## AIM OF THE EXERCISE
Your reply should consist of the entries, copied exactly and stripped of images.

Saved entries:
┌──

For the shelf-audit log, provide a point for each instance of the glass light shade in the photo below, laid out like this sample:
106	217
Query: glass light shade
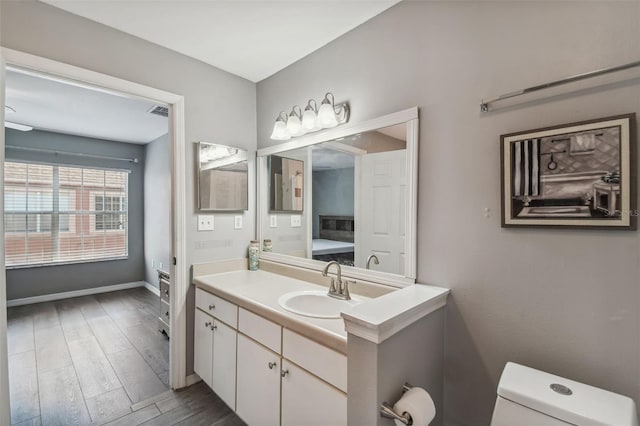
309	120
293	125
327	116
280	131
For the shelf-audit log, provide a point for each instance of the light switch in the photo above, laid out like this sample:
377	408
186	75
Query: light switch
205	222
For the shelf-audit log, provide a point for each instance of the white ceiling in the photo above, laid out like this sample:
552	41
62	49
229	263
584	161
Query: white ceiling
66	107
252	39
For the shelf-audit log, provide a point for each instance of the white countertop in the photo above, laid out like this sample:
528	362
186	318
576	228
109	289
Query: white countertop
259	291
375	319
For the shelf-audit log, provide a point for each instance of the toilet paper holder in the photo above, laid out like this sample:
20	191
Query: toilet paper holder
386	410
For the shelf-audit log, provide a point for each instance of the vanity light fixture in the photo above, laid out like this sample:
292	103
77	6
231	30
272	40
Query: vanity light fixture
297	124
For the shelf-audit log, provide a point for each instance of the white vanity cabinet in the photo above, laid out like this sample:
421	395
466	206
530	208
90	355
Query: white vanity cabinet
270	375
258	384
215	345
309	401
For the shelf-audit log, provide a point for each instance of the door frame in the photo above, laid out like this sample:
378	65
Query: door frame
179	268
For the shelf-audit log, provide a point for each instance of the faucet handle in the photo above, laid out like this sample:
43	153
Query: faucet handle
332	287
345	288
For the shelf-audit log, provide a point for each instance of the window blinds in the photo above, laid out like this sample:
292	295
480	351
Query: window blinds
63	214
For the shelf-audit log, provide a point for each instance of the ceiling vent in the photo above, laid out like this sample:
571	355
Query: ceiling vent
159	110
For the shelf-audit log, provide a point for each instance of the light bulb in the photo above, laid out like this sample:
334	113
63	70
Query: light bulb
327	116
293	125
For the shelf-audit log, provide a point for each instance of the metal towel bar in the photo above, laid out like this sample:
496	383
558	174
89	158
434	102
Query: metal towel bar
386	410
484	106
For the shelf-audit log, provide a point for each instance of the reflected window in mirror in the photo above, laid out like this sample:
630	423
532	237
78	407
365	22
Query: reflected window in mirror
222	178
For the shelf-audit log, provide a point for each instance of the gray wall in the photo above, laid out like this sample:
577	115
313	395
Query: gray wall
564	301
219	106
29	282
332	195
157	208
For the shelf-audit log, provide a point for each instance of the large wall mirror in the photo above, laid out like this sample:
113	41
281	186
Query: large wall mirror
222	178
359	208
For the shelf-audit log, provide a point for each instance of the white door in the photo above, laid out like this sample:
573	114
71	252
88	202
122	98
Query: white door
203	347
308	401
258	398
224	363
380	223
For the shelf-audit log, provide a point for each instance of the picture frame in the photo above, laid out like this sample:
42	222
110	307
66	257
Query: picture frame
577	175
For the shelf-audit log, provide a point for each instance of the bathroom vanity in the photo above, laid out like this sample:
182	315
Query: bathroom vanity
275	367
271	366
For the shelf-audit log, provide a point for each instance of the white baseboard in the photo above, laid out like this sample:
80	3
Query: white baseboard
192	379
75	293
153	289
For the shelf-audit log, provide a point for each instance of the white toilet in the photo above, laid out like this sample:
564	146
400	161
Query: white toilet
528	397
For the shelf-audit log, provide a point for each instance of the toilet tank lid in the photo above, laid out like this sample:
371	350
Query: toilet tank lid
586	405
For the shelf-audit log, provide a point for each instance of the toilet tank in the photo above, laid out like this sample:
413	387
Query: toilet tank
531	397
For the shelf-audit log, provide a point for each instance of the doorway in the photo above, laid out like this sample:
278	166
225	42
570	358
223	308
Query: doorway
177	266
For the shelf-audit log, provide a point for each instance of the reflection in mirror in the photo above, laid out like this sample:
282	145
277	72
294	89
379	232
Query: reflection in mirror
222	178
285	184
354	211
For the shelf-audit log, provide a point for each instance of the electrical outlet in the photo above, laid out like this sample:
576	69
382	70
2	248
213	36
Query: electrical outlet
205	222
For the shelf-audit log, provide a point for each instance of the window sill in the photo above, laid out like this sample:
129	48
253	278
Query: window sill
73	262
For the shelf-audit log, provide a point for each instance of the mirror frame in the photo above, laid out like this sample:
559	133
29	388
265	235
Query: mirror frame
408	117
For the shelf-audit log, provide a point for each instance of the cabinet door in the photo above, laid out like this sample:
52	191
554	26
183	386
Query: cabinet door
308	401
258	398
224	363
203	347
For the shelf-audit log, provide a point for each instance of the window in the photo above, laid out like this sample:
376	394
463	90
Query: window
64	214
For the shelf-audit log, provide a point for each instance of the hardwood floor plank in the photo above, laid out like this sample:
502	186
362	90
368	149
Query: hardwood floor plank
138	379
109	336
153	346
20	337
105	406
51	349
61	399
46	315
137	417
23	386
94	371
36	421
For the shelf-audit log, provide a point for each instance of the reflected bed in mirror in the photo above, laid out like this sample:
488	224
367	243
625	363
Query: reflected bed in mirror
222	178
359	204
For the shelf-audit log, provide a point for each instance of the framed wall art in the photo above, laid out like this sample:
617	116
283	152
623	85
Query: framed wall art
578	175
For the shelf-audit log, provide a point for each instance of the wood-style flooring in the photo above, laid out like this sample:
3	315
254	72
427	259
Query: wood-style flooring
99	360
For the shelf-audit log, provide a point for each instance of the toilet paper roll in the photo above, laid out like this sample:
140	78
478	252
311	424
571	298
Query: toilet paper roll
418	404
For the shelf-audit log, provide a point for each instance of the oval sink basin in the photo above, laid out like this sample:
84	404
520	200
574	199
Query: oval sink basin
315	303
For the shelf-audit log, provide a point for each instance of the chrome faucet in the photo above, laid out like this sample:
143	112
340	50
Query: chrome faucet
374	258
338	289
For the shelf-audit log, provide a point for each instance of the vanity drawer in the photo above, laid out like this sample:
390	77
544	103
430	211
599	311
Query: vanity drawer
325	363
225	311
262	330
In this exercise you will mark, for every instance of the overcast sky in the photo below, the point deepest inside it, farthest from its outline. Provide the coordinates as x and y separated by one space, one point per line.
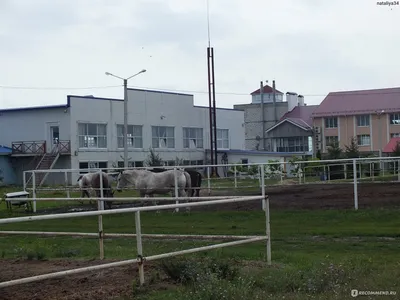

└──

## TASK RESPONSE
For the shelf-audit log, provide a point for each instance of the glass light shade in the photo below, laid out like this sample:
106	217
Query: glass light shade
309	120
293	125
327	116
280	131
For the shelf-audit log, provide a point for each instance of the light switch in the photo above, laid out like this sample:
377	408
186	75
Query: light switch
205	222
For the shelf-audit log, provide a point for each instance of the white ceiling in the photo above, laid out like this sample:
552	41
62	49
229	263
584	161
Query: white ceiling
66	107
252	39
For the shelf-audit log, provide a point for each instance of the white countertop in the photo above, laid out like this sample:
528	362
186	318
576	228
109	289
Query: white countertop
259	291
375	319
For the shelf-audit log, provide a point for each instance of the toilet paper holder in the photo above, laid out like this sample:
20	191
Query: toilet paper holder
386	410
For the shelf-audit log, provide a point for each instance of the vanity light fixture in the photo above, laid out like this sample:
292	103
77	6
231	30
272	40
Query: vanity light fixture
297	124
For the shelf-audit log, provide a point for each instance of the white vanity cabinet in the photo above, laid out like this sample:
421	395
466	206
530	208
90	355
Query: white vanity cabinet
270	375
258	384
215	345
309	401
For the shelf-audit log, provide a point for each instance of the door frame in the photo above, laid out like this sample:
378	65
Query: door frame
179	268
For the shelf-audit log, provide a point for each instance of the faucet handle in the photo above, laid out like this sample:
43	153
Query: faucet handle
332	287
345	288
For the shelf-audit log, provide a point for each instance of the window blinds in the photo above, laid out like this sample:
292	295
480	351
Query: window blinds
63	214
For the shelf-audit log, provide a point for each instance of the ceiling vent in the photo above, laid out like this sample:
571	355
Query: ceiling vent
159	110
For the shelf-audit log, provide a point for each instance of the light bulb in the photo above, laid out like this sample:
334	113
63	70
Query: light bulb
327	116
293	125
For the shelf-audit log, provide a point for each instance of the metal towel bar in the photo above, laid out like this sample:
496	383
558	174
89	158
434	102
Query: metal towel bar
386	410
484	106
For the shelf-audit log, provide a point for each instance of the reflected window in mirror in the photo above, laid out like this sample:
630	423
532	237
78	407
365	22
Query: reflected window in mirror
222	178
For the shelf-audit log, provide a point for each instance of the gray wall in the photo above, laid out like this sample:
577	115
313	395
Query: gray wall
564	301
219	106
29	282
332	195
157	208
For the shelf-audit log, provide a point for each instance of the large wall mirror in the photo above, laid out like this sample:
113	41
281	186
Query: large wall mirror
222	178
359	208
For the shelf-audit log, provide a point for each instance of the white door in the photo above, laid out like this sample:
573	114
71	252
88	202
122	98
Query: white door
203	347
308	401
258	398
224	363
380	223
For the shelf-audit log, provide a point for each instance of the picture frame in the photo above, laid out like this sample:
42	222
110	307
66	257
Query: picture frame
577	175
For the shelf-audit log, provide a point for each instance of the bathroom vanity in the photo above, laid out like this sample:
182	315
Query: bathroom vanity
275	367
271	366
For the shelf-audit log, provide a point for each instance of the white baseboard in the photo above, laid out like this sample:
80	3
Query: white baseboard
192	379
75	293
153	289
For the shelf-audit log, provide a point for each instance of the white toilet in the photo above, laid out like this sample:
564	146
400	161
Query: white toilet
528	397
For the shelf-audit log, provide a point for each instance of the toilet tank lid in the photo above, laid out like this sample:
371	350
Query: toilet tank lid
586	405
For the shelf-audit log, provide a point for each instance of the toilet tank in the photo above, laid out like this sample:
413	387
Query: toilet tank
531	397
For the shelf-audit log, provide a point for each instance of the doorway in the photo above, laid out like this sample:
278	166
225	42
570	358
223	308
Query: doorway
177	266
For the shelf-audit log, provide a point for each instance of the reflection in mirror in the photo above, laid out like this sample:
282	145
277	72
294	89
379	232
Query: reflection in mirror
222	178
285	184
354	211
For the shelf-audit log, provide a point for each instance of the electrical outlet in the photo above, laid out like this sample:
576	69
382	70
2	248
213	36
Query: electrical outlet
205	222
For the shelf-audit log, provide a point for each instance of the window sill in the photo above, laid out like this sample:
129	48
253	278
Query: window sill
73	262
For the shelf-audit log, provide a point for each instance of the mirror frame in the photo above, laid out like this sample:
559	133
29	388
265	235
Query: mirror frame
408	117
For the shelf-audit log, provide a point for each instance of the cabinet door in the photo above, laid out like this sample:
52	191
554	26
183	386
Query: cabinet door
308	401
258	398
224	363
203	347
For the shelf-audit log, provide a point for each instance of the window in the photo above, laid out like this sample:
376	394
463	90
Query: window
64	214
For the shelf-audit log, provide a point for each instance of the hardwood floor plank in the photo above, laid out like this sample:
502	186
362	90
368	149
Query: hardwood floor plank
138	379
109	336
153	346
20	337
105	406
51	349
61	399
46	315
137	417
23	386
94	371
36	421
For the shelf-audit log, provide a point for each instance of the reflected bed in mirror in the photo above, laid out like this sample:
488	224
367	243
625	363
Query: reflected bed in mirror
222	178
359	204
For the shelf-audit log, provide a point for each instance of the framed wall art in the photo above, laid out like this sample:
617	116
283	152
623	85
Query: framed wall art
578	175
For the shelf-audit log, provide a point for each instance of the wood-style flooring in the photo above, laid out like this sample:
3	315
254	72
427	259
Query: wood-style flooring
99	360
For the shelf-audit log, provide a point for each instance of the toilet paper roll in the photo above, laid out like this sample:
140	78
478	252
311	424
571	298
Query: toilet paper roll
418	404
For the shelf-audit log, provide a point for each instance of the oval sink basin in the photo above, laid out like this sample:
84	404
520	200
574	199
Query: oval sink basin
315	303
For the shelf-audit log, provide a point for each instance of the chrome faucet in the photo above, laid out like this sample:
143	112
340	50
Query: chrome faucet
374	258
338	289
For the shelf-audit log, provide a point for each instance of the vanity drawer in the photo above, laid out like this sample:
390	77
544	103
430	211
599	311
Query: vanity drawer
325	363
225	311
262	330
In this exercise you will mark, for every instance of the overcast sky in the photo below, the point deepest inside it, farthest from its outline. Provide the coordinates as x and y separated by one space, one point per line.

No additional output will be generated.